**Given text:**
CVPR 2026

MedGRPO: Multi-Task Reinforcement Learning
for Heterogeneous Medical Video Understanding

1Northeastern University    2United Imaging Intelligence
MedVidBench Dataset Pipeline

Abstract

Large vision-language models struggle with medical video understanding, where spatial precision, temporal reasoning, and clinical semantics are critical. To address this, we first introduce MedVidBench, a large-scale benchmark of 531,850 video-instruction pairs across 8 medical sources spanning video, segment, and frame-level tasks, curated through a rigorous quality assurance pipeline with expert-guided prompting and dual-model validation.

While supervised fine-tuning on MedVidBench yields noticeable gains, standard Reinforcement Learning (RL) fails due to imbalanced reward scales across datasets, which destabilizes optimization and leads to training collapse. To overcome this, we introduce MedGRPO, a novel RL framework for balanced multi-dataset training with two key innovations: (1) cross-dataset reward normalization that maps each dataset's median performance to a common reward value, ensuring fair optimization regardless of difficulty, and (2) a medical LLM judge that evaluates caption quality on five clinical dimensions through comparative similarity scoring.

**What you will do:**
- 1) Using the MedGRPO abstract, decide whether each statement agrees with it. For each, answer yes or no and quote the deciding words. (a) MedVidBench holds 531,850 video-instruction pairs drawn from 8 medical sources. (b) Standard reinforcement learning trains stably on MedVidBench. (c) The medical LLM judge rates caption quality on three clinical dimensions.
- 2) Carry the MedGRPO abstract forward from its final sentence.

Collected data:
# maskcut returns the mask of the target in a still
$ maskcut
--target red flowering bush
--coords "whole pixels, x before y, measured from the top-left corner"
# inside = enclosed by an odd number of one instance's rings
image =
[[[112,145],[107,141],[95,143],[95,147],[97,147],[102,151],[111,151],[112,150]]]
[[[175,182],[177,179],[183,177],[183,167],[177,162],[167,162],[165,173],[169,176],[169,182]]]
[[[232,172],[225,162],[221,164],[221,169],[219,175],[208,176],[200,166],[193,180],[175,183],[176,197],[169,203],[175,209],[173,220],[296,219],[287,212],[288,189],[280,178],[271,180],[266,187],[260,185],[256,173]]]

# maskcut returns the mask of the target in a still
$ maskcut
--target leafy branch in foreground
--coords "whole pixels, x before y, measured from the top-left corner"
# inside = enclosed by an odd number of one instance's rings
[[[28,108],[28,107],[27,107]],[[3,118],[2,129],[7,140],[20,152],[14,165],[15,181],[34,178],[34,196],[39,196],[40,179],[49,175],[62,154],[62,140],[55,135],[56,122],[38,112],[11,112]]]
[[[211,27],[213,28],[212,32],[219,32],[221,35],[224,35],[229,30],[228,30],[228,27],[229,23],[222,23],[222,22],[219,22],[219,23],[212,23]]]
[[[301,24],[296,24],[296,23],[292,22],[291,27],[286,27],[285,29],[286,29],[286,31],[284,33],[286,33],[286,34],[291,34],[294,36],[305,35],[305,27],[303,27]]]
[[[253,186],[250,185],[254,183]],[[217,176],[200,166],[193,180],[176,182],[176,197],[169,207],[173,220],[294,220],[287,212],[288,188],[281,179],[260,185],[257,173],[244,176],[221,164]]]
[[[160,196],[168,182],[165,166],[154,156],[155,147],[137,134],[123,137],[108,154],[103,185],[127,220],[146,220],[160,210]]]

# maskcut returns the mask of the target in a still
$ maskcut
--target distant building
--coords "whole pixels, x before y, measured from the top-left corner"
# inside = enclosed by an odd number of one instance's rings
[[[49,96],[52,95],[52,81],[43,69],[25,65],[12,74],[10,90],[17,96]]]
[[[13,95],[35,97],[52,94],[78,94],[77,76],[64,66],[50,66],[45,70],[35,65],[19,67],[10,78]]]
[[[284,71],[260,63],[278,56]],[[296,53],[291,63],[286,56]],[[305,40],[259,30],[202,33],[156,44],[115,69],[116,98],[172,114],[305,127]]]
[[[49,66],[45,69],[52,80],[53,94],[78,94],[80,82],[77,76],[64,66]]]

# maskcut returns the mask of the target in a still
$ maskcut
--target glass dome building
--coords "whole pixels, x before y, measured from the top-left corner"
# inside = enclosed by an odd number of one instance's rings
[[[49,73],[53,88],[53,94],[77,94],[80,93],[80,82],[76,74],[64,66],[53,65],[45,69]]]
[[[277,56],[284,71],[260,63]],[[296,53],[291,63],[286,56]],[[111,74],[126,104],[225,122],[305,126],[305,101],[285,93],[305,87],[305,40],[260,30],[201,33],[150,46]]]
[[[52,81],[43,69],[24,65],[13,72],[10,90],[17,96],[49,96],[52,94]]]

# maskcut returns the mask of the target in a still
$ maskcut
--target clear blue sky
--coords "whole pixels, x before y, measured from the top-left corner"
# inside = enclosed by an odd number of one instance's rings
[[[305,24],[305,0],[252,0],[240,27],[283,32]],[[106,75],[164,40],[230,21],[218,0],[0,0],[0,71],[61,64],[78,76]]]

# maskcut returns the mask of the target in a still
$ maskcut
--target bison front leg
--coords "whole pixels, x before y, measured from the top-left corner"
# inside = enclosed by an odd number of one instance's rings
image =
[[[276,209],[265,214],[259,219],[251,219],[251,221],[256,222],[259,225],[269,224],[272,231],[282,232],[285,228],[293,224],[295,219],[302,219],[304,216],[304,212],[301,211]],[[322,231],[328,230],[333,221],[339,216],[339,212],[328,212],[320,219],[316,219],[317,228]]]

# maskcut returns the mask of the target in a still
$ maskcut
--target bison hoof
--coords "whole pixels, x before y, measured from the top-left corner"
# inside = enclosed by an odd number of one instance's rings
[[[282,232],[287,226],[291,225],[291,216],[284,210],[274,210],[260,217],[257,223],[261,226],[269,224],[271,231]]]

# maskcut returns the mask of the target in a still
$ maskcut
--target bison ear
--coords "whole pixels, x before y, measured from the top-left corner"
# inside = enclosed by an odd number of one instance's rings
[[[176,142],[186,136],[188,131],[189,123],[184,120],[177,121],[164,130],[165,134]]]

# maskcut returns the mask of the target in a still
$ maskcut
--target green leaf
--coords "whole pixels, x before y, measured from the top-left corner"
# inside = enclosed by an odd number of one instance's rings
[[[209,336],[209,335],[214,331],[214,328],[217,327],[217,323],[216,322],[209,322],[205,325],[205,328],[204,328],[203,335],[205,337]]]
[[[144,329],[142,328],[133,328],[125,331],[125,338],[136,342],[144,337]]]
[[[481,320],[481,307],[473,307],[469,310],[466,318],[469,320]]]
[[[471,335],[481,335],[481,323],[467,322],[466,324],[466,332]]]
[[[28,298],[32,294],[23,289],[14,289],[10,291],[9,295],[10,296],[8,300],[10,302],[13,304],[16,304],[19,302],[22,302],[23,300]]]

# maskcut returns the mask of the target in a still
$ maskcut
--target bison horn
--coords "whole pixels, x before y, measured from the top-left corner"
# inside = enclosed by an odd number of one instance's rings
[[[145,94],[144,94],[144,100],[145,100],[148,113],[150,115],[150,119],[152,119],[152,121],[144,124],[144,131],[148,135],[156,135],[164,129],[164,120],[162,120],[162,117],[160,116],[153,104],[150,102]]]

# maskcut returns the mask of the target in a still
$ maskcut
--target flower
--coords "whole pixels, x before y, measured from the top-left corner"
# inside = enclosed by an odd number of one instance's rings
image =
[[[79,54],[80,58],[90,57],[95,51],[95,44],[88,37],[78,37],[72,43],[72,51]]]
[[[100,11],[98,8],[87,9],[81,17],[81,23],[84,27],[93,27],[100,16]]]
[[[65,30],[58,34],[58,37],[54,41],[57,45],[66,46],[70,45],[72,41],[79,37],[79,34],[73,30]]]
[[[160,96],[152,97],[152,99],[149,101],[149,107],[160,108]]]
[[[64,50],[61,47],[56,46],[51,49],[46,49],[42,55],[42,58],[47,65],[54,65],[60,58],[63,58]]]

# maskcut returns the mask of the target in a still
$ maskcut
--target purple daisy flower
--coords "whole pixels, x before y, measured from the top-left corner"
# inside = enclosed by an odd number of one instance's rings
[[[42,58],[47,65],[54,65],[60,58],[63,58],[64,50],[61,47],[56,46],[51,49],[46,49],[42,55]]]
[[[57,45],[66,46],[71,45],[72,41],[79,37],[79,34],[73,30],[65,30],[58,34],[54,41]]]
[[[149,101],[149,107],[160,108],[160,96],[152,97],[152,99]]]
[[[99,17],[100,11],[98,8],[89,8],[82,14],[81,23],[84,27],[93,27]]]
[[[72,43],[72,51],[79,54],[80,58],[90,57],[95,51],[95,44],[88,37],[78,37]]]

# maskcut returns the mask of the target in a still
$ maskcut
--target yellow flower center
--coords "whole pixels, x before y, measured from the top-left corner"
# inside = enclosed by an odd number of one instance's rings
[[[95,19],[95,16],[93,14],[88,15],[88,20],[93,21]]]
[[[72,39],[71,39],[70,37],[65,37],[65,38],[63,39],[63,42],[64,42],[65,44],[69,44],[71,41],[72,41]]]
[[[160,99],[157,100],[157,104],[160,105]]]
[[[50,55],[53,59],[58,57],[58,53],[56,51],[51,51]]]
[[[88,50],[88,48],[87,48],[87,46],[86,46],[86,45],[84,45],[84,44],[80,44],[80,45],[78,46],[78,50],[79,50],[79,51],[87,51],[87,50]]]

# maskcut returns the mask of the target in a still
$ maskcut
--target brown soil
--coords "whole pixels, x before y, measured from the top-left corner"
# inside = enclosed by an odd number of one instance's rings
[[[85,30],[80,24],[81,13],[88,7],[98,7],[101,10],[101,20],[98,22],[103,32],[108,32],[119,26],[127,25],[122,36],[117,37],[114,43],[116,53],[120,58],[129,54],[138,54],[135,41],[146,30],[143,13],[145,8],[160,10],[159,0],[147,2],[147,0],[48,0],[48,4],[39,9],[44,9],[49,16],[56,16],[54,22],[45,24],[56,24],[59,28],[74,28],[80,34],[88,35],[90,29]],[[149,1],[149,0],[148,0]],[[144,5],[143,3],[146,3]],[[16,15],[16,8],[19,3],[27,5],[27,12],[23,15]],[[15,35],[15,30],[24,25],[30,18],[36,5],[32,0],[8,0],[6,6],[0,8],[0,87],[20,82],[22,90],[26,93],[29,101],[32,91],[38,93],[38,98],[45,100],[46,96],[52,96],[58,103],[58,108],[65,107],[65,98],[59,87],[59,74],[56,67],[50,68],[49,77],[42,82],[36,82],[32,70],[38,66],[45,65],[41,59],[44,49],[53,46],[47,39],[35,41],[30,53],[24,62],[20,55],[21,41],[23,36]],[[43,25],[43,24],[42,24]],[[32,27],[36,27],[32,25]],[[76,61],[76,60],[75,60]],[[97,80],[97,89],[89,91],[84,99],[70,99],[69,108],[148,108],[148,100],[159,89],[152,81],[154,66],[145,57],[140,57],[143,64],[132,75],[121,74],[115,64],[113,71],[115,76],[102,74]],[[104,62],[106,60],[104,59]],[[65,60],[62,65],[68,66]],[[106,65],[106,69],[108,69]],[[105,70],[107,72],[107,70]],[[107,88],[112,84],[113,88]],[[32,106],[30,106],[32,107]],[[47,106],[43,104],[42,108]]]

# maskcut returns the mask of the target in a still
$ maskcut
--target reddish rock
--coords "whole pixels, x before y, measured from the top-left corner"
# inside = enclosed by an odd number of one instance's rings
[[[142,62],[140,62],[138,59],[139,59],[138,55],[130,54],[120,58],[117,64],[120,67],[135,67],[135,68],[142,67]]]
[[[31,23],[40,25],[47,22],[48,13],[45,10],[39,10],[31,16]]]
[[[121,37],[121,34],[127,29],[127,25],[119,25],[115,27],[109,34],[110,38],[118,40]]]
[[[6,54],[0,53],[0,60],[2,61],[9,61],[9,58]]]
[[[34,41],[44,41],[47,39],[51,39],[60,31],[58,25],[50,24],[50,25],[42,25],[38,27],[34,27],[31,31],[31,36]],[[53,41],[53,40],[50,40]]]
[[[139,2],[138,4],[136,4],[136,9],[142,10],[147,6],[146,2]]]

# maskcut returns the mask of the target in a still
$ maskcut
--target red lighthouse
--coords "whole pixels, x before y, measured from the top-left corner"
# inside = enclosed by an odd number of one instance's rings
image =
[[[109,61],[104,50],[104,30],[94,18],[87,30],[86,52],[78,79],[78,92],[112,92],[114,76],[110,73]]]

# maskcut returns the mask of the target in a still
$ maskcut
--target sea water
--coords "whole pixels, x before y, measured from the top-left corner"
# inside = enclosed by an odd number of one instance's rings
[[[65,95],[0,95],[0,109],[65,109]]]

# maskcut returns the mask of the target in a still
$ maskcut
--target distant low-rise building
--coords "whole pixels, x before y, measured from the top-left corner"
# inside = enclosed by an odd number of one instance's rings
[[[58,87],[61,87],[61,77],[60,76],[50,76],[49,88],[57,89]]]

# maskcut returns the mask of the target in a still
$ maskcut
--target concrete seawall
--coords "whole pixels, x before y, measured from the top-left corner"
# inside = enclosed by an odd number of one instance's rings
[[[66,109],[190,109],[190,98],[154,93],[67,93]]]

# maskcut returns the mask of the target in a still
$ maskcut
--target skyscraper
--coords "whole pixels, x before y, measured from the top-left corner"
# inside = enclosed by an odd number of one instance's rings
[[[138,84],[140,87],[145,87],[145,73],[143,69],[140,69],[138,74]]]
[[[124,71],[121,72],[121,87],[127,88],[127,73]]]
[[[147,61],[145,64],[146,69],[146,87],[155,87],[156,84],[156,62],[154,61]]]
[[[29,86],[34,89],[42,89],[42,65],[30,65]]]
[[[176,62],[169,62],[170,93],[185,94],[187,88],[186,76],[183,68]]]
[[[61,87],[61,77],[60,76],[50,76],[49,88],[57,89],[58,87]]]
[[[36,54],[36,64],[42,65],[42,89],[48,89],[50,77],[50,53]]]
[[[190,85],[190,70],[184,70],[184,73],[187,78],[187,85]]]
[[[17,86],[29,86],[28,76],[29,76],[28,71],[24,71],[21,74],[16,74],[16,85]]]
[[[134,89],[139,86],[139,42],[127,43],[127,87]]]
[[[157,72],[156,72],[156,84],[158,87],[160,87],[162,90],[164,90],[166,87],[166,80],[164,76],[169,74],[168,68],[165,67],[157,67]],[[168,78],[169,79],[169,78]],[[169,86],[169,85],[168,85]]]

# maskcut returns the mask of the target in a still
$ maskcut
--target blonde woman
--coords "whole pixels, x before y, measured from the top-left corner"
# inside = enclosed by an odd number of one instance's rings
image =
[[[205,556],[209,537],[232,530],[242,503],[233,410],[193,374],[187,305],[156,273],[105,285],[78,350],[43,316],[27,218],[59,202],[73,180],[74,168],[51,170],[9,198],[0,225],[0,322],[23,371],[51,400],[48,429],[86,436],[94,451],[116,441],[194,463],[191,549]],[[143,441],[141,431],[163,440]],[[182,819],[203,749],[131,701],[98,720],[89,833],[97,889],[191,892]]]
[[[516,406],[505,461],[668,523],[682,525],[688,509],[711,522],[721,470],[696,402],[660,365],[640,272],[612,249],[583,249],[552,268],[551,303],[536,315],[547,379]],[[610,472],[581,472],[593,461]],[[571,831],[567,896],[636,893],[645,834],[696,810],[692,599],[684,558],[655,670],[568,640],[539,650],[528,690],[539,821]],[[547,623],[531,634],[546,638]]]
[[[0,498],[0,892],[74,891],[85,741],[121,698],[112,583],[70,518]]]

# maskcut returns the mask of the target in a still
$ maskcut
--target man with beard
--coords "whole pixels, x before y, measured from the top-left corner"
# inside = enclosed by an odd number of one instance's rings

**Answers to the tasks:**
- 1)
(a) Yes: "531,850 video-instruction pairs across 8 medical sources"
(b) No: "standard Reinforcement Learning (RL) fails due to imbalanced reward scales across datasets, which destabilizes optimization and leads to training collapse"
(c) No: "evaluates caption quality on five clinical dimensions through comparative similarity scoring"

- 2)
Supervised fine-tuning Qwen2.5-VL-7B on MedVidBench substantially outperforms GPT-4.1 and Gemini-2.5-Flash across all tasks, while MedGRPO further improves upon the SFT baseline across grounding and captioning tasks. Our work establishes a foundational benchmark and robust training methodology for advancing vision-language models in medical domains.

Method Overview

MedVidBench

531,850 video-instruction pairs across 8 medical sources and 8 tasks. Multi-perspective quality assurance pipeline with expert-guided prompting and dual-model validation (GPT-4.1 + Gemini-2.5-Flash).

Supervised Fine-Tuning

Fine-tuning Qwen2.5-VL-7B on MedVidBench establishes a strong baseline that outperforms GPT-4.1 and Gemini-2.5-Flash across all tasks.

Reward Normalization

Logistic normalization maps each dataset's median performance to a fixed reward value (0.5), ensuring fair optimization across heterogeneous datasets and preventing training collapse.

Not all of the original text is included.